# VORLIEGENDER TEXT
┌──

Erst Ende der 1960er-Jahre, als sie bereits 58 Jahre alt war, erlangte sie besonders große Popularität durch heitere Fernsehrollen in Dolles Familienalbum (Fernsehserie, 1969) oder Florentiner 73 (TV, 1972), bei denen sie die Tante Minna beziehungsweise die Mutter „Klucke“ verkörperte. Ihr großes komödiantisches Talent, das noch zaghaft mit Werner Bernhardts Mehrteiler Dolles Familienalbum anfing, blühte unter der Regie von Klaus Gendries in Florentiner 73 richtig auf. Nach dem großen Erfolg des Films entstand auf vielfachen Wunsch zwei Jahre später die Fortsetzung Neues aus der Florentiner 73. Mit ihrem trockenen Humor spielte Agnes Kraus wiederholt die liebenswerte Berliner Zimmerwirtin.

└──

# VORLIEGENDE DATEN
┌──

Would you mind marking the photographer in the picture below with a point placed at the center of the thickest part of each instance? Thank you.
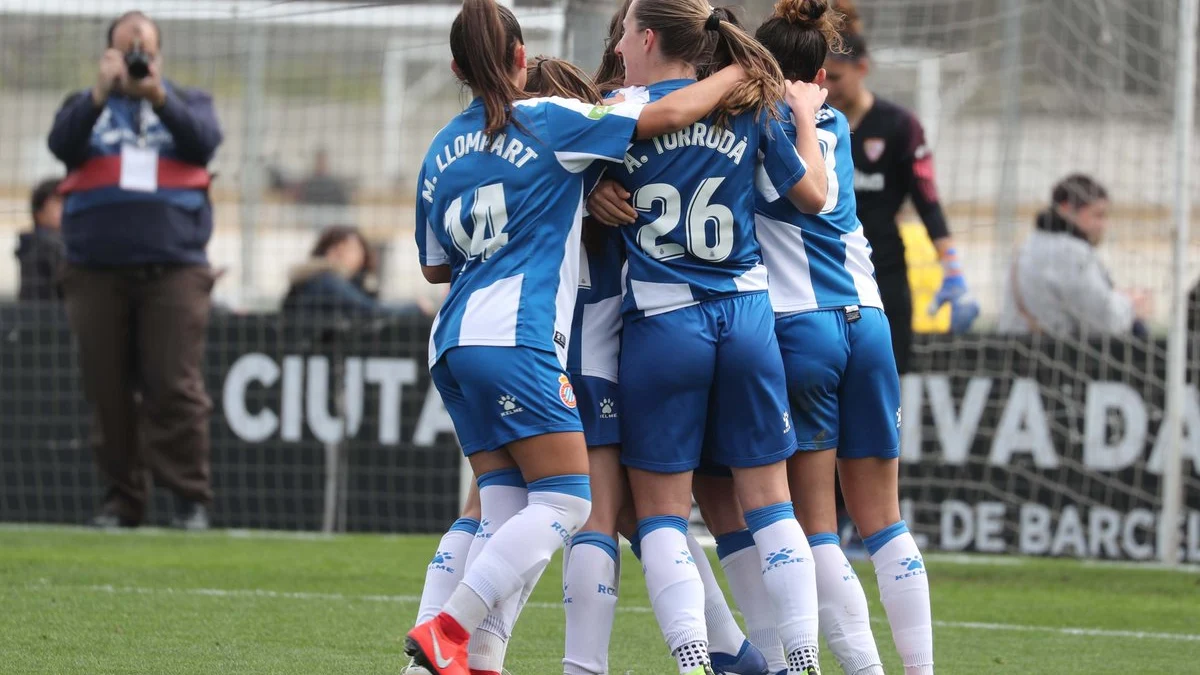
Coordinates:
(137, 286)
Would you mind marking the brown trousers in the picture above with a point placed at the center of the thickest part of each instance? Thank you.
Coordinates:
(141, 333)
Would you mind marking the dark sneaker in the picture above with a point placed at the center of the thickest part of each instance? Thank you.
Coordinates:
(109, 520)
(192, 517)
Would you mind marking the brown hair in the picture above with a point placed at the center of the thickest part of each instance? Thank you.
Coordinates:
(611, 73)
(1078, 190)
(336, 234)
(694, 33)
(801, 34)
(557, 77)
(483, 41)
(851, 17)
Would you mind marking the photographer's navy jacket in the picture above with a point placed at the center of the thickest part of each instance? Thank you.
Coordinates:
(107, 226)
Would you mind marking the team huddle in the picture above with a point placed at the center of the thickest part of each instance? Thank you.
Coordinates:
(660, 291)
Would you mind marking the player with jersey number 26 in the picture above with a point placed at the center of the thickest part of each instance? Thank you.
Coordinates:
(700, 369)
(499, 208)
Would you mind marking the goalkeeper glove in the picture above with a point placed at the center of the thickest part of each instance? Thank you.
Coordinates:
(964, 308)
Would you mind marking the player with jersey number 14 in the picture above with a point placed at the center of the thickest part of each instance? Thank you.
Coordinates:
(499, 208)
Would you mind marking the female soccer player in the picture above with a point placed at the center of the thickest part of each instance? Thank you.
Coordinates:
(894, 163)
(841, 378)
(700, 369)
(498, 217)
(592, 561)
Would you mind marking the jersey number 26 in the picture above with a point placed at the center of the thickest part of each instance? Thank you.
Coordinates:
(700, 213)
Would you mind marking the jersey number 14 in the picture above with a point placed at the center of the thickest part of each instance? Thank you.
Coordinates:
(489, 217)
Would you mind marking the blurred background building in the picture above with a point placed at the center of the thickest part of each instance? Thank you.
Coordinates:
(328, 106)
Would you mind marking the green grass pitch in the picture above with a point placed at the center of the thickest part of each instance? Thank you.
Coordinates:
(76, 601)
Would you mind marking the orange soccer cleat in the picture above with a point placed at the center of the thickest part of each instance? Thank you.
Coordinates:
(439, 645)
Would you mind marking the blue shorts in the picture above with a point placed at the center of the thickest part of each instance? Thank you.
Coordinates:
(496, 395)
(599, 410)
(705, 381)
(841, 382)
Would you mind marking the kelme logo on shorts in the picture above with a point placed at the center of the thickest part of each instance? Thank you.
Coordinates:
(598, 112)
(565, 392)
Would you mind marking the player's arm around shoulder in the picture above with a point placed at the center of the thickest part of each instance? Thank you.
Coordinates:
(810, 192)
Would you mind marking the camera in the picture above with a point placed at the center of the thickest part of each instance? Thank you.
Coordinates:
(137, 64)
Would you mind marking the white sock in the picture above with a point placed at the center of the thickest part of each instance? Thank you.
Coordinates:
(743, 571)
(676, 591)
(519, 551)
(845, 621)
(502, 494)
(904, 590)
(724, 633)
(791, 579)
(490, 644)
(589, 596)
(444, 573)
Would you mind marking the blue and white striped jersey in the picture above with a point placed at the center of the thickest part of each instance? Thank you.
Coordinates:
(694, 190)
(819, 261)
(595, 333)
(505, 211)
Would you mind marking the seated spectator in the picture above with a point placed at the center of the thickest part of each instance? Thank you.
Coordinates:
(339, 279)
(41, 250)
(1059, 285)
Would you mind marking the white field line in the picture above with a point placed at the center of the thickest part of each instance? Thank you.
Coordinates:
(259, 593)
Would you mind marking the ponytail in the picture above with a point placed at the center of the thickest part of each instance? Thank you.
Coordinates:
(610, 76)
(557, 77)
(694, 33)
(763, 85)
(801, 34)
(483, 41)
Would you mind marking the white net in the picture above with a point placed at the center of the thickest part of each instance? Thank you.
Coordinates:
(1039, 446)
(327, 107)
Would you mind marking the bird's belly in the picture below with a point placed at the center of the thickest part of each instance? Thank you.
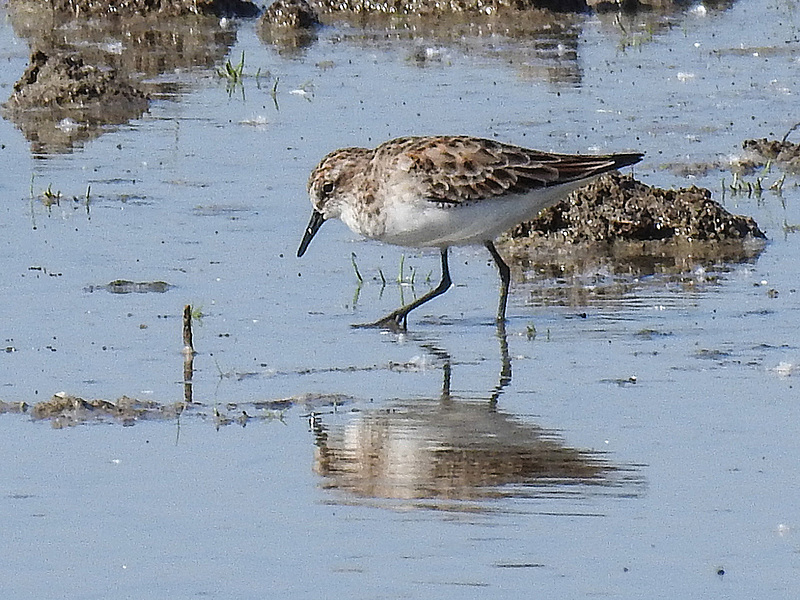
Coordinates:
(427, 224)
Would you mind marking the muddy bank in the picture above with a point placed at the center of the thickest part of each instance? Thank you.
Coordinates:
(122, 8)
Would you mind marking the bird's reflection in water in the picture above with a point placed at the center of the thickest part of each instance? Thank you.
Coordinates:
(441, 451)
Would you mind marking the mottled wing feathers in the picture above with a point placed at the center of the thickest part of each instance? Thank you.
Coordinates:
(458, 169)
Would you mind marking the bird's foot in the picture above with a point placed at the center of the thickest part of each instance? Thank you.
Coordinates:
(396, 322)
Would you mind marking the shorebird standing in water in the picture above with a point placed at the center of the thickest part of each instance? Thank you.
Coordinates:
(442, 191)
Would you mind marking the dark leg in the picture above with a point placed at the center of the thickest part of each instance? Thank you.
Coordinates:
(396, 321)
(505, 281)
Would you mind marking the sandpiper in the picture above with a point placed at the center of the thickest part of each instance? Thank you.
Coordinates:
(442, 191)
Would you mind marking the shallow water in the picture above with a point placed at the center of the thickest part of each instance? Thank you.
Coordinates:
(645, 444)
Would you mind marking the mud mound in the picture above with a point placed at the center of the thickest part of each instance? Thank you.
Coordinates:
(65, 81)
(619, 208)
(290, 14)
(289, 24)
(785, 154)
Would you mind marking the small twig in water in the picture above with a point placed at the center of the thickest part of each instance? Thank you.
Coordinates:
(355, 267)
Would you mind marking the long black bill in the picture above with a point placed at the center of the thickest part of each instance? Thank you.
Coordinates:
(313, 226)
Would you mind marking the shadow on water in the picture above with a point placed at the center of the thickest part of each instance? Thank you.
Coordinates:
(446, 452)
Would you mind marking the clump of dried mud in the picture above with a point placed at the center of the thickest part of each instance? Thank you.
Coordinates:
(619, 208)
(289, 24)
(60, 99)
(785, 155)
(605, 237)
(64, 81)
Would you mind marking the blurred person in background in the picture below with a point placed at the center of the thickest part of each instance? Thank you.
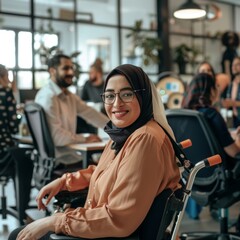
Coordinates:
(62, 108)
(233, 91)
(13, 160)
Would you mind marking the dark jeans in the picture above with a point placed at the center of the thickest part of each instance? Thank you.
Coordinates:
(14, 233)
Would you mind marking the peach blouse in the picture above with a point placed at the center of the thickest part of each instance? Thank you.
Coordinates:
(123, 187)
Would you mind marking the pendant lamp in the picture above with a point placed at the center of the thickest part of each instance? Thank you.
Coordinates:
(189, 10)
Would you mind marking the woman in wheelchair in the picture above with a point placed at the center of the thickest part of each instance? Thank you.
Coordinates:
(201, 95)
(138, 163)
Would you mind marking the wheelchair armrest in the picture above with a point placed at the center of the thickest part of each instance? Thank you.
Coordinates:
(73, 199)
(61, 237)
(236, 169)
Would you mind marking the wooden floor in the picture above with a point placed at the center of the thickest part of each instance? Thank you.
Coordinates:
(204, 223)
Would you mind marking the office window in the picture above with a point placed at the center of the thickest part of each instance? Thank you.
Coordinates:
(24, 49)
(42, 43)
(7, 48)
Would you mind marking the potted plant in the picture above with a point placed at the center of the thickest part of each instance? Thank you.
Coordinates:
(146, 46)
(184, 54)
(181, 57)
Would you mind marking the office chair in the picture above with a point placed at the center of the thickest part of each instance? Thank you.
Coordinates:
(43, 155)
(217, 187)
(165, 215)
(5, 176)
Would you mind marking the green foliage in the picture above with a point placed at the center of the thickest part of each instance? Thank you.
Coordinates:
(185, 54)
(149, 45)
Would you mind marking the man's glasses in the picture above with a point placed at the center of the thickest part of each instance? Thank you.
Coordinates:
(125, 95)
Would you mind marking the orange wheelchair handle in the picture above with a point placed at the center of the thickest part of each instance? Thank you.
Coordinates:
(185, 144)
(213, 160)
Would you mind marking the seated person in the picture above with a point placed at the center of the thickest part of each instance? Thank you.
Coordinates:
(201, 95)
(62, 108)
(13, 161)
(233, 91)
(131, 171)
(93, 87)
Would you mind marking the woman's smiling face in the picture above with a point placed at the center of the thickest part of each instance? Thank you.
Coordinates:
(120, 113)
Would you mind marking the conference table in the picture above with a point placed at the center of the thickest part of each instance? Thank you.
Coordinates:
(86, 149)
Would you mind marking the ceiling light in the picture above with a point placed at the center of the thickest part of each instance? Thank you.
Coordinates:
(189, 10)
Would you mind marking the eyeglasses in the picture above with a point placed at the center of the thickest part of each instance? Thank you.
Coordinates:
(125, 95)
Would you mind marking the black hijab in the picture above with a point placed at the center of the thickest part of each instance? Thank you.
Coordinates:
(137, 79)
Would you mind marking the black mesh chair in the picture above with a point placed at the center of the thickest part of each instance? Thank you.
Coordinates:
(43, 155)
(6, 174)
(217, 187)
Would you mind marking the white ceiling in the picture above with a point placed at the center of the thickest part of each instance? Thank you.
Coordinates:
(237, 2)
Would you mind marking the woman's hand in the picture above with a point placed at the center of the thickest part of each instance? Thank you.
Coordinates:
(38, 228)
(48, 192)
(93, 138)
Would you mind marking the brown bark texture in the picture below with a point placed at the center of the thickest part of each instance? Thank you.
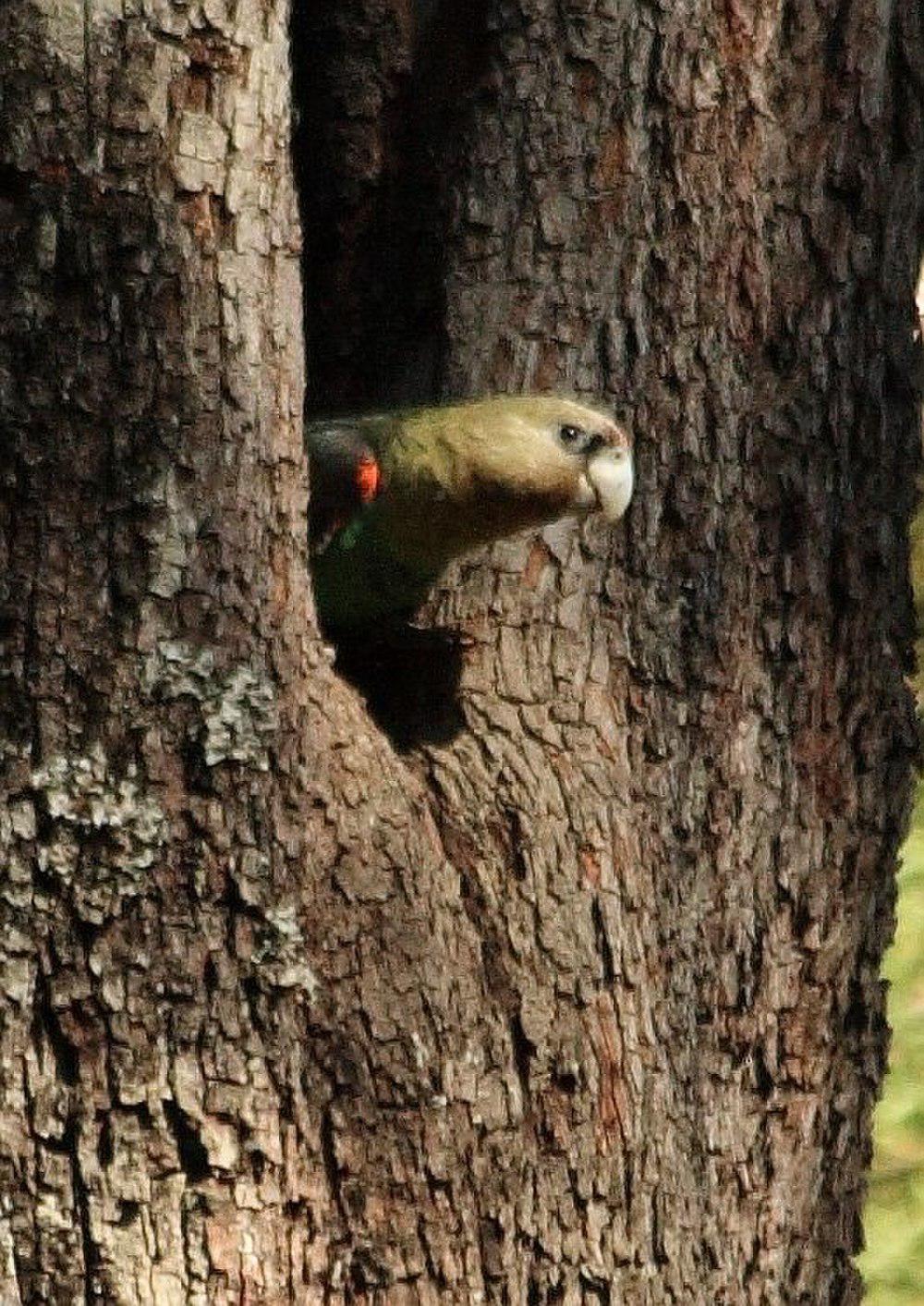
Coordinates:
(553, 979)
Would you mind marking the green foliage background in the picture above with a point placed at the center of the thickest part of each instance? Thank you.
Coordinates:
(893, 1264)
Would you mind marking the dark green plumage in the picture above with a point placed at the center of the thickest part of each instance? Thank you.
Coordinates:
(397, 496)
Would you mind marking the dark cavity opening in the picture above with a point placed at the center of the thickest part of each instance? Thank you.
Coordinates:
(382, 92)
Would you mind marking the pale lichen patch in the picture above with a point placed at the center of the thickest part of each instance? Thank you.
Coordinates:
(84, 799)
(237, 705)
(200, 153)
(281, 951)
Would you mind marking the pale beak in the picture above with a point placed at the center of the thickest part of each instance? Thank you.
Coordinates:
(611, 478)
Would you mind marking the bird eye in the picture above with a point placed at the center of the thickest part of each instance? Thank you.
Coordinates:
(573, 438)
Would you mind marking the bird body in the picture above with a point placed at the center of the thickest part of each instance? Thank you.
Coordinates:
(395, 496)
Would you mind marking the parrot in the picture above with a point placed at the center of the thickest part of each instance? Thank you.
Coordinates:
(395, 496)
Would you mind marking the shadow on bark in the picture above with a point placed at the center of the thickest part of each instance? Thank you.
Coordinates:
(410, 680)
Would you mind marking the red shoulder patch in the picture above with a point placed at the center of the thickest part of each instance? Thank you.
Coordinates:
(369, 478)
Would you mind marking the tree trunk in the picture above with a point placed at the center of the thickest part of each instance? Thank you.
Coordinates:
(576, 996)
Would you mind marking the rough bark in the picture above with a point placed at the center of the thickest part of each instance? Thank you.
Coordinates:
(582, 1002)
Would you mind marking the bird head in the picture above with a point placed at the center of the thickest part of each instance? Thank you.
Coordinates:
(584, 446)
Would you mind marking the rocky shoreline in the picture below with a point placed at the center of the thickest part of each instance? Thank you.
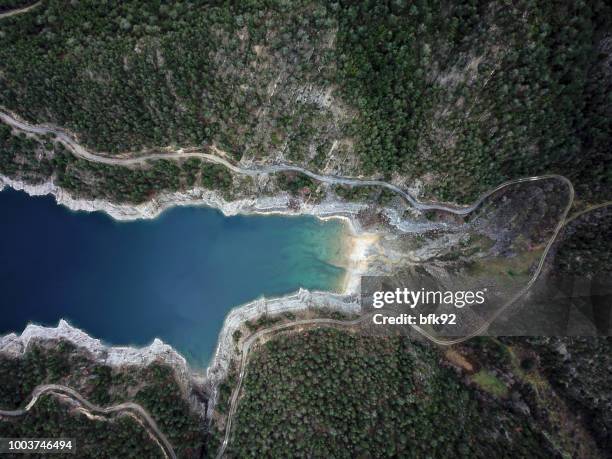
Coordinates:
(16, 345)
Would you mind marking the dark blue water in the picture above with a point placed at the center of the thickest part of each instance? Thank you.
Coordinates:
(174, 277)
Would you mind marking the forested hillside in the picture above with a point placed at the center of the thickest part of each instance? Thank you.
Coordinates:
(329, 393)
(458, 95)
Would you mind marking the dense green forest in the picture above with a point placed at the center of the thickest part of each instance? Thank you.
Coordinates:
(461, 95)
(329, 393)
(7, 5)
(154, 388)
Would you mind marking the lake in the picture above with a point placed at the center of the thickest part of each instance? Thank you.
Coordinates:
(174, 277)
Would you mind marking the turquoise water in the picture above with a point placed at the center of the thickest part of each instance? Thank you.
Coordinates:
(174, 277)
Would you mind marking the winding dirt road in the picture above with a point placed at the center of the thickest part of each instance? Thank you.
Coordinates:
(25, 9)
(81, 152)
(130, 407)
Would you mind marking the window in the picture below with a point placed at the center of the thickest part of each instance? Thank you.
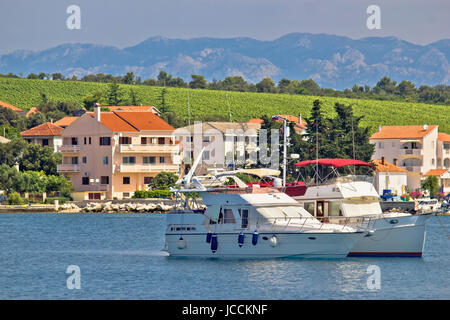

└──

# AUFGABEN
1. Nenne die Anzahl der Zeilen in der Liste, in denen die Zeichenfolge „patch“ vorkommt, wobei Groß- und Kleinschreibung zu beachten ist. Gib nur die Zahl an.
2. Setze den Text über Agnes Kraus nach seinem letzten Satz fort.

# LÖSUNGEN
1. 2

2.
In den folgenden Jahren gestaltete sie in zahlreichen DDR-Fernsehfilmen in Hauptrollen solche Charaktere, die durch ihre sympathisch-resolute, schrullige Art, gepaart mit ihrem unnachahmlichen Tonfall[1] der Darstellerin zum „Berliner Original mit Herz und Schnauze“ gerieten. In den Frauen, die sie spielte, die so schlitzohrig-sympathisch zurechtweisen konnten, steckte immer eine Menge an Lebensweisheit und Weichheit. Neben Winfried Glatzeder war sie 1972 in dem DEFA-Hit Der Mann, der nach der Oma kam zu sehen. Dreimal sorgte sie neben Rolf Herricht für Heiterkeit (Die Musterknaben, Hände hoch oder ich schieße, Der Baulöwe).
Als Gemeindeschwester „Agnes Feurig“ oder Tierarztwitwe „Alma“ spielte Agnes Kraus bis Mitte der 1980er Jahre in zahlreichen Komödien, Lustspielen und Schwänken.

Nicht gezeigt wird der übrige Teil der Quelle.